- Material provided
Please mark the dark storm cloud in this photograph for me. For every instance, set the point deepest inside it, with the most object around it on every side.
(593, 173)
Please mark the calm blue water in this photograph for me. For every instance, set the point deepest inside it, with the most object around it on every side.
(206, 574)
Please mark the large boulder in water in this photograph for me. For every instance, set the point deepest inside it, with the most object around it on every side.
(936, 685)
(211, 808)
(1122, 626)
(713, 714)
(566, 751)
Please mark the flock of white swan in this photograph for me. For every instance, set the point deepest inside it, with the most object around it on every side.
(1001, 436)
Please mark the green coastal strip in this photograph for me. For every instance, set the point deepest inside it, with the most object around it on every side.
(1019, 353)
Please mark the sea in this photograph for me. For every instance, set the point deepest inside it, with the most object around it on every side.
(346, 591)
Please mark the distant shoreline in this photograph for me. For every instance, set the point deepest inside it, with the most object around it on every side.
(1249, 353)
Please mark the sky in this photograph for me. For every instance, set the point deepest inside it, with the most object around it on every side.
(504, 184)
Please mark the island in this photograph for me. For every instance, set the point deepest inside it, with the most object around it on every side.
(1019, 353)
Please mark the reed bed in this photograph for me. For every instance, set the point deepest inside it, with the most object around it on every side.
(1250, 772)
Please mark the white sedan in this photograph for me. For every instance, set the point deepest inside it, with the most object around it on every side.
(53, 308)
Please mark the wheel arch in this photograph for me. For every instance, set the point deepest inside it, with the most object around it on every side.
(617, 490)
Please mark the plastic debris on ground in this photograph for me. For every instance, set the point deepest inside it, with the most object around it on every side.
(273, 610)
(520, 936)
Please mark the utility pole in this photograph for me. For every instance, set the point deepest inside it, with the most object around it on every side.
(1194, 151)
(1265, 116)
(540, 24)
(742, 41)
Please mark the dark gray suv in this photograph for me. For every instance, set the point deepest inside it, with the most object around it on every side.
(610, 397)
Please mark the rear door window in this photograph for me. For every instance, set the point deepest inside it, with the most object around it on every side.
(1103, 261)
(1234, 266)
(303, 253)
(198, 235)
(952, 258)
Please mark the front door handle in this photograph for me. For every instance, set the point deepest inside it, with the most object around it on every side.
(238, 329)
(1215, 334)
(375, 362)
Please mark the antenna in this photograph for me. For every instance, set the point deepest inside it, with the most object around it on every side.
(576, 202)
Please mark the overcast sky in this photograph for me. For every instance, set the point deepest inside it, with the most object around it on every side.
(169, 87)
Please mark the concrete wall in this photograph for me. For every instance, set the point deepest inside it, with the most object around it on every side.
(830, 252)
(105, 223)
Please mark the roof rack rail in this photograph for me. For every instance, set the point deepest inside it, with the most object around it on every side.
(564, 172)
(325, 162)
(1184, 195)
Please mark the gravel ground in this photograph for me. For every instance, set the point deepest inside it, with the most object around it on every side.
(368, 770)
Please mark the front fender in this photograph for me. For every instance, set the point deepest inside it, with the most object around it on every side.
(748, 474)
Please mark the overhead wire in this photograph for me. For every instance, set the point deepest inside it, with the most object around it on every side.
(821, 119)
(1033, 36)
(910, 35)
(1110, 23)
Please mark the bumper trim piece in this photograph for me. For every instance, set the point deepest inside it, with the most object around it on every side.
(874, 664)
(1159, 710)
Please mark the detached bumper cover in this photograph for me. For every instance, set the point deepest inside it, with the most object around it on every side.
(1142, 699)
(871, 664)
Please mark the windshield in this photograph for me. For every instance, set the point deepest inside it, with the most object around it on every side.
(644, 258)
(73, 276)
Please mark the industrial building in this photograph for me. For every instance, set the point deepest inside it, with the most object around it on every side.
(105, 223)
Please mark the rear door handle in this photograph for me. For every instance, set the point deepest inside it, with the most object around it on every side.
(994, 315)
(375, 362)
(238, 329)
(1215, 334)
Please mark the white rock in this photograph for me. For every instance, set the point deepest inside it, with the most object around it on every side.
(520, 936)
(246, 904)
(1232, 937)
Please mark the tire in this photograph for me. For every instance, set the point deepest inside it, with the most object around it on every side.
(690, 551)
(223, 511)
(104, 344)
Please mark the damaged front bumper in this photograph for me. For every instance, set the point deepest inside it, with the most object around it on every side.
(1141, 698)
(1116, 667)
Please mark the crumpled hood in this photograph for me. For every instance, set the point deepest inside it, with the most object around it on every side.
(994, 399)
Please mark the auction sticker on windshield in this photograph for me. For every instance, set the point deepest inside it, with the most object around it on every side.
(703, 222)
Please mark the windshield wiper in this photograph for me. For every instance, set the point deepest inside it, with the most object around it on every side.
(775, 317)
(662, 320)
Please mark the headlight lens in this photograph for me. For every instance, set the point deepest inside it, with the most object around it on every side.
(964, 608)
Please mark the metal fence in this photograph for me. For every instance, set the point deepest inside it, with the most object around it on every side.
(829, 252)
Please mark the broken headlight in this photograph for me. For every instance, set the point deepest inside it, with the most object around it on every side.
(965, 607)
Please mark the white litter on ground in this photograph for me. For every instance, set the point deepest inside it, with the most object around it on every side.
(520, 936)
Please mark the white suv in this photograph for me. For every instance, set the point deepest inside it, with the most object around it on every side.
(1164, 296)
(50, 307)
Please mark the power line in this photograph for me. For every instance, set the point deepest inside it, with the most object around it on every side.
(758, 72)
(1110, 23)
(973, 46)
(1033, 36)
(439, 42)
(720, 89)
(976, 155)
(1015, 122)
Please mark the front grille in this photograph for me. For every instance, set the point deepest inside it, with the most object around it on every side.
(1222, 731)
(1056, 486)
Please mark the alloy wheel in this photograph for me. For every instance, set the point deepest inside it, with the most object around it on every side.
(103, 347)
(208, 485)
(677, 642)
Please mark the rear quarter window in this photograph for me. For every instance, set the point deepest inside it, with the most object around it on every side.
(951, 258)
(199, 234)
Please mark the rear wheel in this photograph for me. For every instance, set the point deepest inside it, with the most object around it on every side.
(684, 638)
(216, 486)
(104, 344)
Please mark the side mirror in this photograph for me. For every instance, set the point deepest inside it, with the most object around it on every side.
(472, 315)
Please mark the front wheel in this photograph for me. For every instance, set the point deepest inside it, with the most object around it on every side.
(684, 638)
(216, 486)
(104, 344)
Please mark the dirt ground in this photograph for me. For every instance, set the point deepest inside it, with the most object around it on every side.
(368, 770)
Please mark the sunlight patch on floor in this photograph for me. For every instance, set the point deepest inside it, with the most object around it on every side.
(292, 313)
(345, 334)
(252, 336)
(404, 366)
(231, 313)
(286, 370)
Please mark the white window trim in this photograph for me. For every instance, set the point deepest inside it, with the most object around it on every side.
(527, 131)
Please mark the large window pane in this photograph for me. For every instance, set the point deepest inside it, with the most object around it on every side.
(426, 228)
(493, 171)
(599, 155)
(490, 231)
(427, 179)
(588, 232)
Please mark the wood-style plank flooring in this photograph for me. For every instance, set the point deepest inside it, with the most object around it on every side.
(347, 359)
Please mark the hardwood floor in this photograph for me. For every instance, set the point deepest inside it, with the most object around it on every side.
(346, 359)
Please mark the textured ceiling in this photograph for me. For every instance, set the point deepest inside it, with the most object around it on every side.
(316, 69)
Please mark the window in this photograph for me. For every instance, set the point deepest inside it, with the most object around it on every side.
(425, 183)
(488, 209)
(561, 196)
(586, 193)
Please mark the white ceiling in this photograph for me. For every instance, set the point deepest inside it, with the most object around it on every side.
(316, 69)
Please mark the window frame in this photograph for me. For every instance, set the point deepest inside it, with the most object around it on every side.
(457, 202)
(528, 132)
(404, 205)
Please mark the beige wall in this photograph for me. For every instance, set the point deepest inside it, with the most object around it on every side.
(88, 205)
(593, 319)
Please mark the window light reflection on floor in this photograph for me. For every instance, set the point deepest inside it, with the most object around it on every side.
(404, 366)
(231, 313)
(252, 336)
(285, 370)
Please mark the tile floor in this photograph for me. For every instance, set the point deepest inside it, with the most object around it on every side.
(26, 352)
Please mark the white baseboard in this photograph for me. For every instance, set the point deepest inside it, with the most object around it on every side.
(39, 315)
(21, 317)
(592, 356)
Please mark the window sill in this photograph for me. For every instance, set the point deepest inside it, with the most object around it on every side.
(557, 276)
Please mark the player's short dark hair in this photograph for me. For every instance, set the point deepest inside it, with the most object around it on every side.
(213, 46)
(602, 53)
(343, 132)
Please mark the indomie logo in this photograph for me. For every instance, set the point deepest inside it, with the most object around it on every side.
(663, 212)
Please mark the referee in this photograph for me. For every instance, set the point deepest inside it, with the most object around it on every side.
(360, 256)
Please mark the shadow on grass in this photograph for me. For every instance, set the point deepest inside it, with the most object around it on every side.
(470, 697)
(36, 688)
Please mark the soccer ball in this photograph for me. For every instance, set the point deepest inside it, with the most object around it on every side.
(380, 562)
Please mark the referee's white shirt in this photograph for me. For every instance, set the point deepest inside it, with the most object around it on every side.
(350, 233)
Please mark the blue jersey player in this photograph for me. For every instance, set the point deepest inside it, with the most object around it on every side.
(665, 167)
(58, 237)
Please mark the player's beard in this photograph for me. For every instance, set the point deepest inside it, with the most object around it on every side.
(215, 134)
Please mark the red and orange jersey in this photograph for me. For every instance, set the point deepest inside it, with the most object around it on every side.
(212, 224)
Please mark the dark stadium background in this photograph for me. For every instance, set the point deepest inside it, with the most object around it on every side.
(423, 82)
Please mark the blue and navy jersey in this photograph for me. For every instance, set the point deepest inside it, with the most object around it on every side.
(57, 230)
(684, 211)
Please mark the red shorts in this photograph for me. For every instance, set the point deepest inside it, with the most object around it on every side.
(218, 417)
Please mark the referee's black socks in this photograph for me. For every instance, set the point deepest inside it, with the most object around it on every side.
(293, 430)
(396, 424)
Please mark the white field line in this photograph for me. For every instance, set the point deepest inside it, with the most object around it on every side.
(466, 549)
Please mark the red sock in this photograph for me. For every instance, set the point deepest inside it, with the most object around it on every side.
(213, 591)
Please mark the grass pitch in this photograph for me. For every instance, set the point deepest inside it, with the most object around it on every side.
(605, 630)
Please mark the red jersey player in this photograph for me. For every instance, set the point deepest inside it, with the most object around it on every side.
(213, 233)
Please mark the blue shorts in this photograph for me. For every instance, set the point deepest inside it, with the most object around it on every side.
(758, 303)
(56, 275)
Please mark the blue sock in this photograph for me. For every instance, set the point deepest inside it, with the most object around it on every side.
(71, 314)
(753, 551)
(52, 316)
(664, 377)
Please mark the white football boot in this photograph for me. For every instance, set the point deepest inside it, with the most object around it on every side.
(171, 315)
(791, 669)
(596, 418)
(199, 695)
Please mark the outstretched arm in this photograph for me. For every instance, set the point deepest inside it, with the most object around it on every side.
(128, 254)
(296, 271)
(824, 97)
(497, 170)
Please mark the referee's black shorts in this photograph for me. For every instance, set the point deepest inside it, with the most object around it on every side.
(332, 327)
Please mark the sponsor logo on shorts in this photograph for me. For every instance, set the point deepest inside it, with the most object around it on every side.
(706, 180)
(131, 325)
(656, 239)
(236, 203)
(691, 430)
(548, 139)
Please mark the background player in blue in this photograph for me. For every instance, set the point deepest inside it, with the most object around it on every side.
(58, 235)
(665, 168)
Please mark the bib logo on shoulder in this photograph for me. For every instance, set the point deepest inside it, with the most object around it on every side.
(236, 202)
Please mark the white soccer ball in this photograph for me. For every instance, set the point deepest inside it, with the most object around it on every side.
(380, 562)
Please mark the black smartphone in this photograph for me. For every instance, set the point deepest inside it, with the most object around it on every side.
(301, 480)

- Work instruction
Up to the line containing "Please mark the black", skip everything; from that line through the last line above, return each line exactly.

- Answer to this exercise
Please mark the black smartphone in this photograph for me. For every instance, set the point deepest inside it, with the most object around it on every side.
(301, 480)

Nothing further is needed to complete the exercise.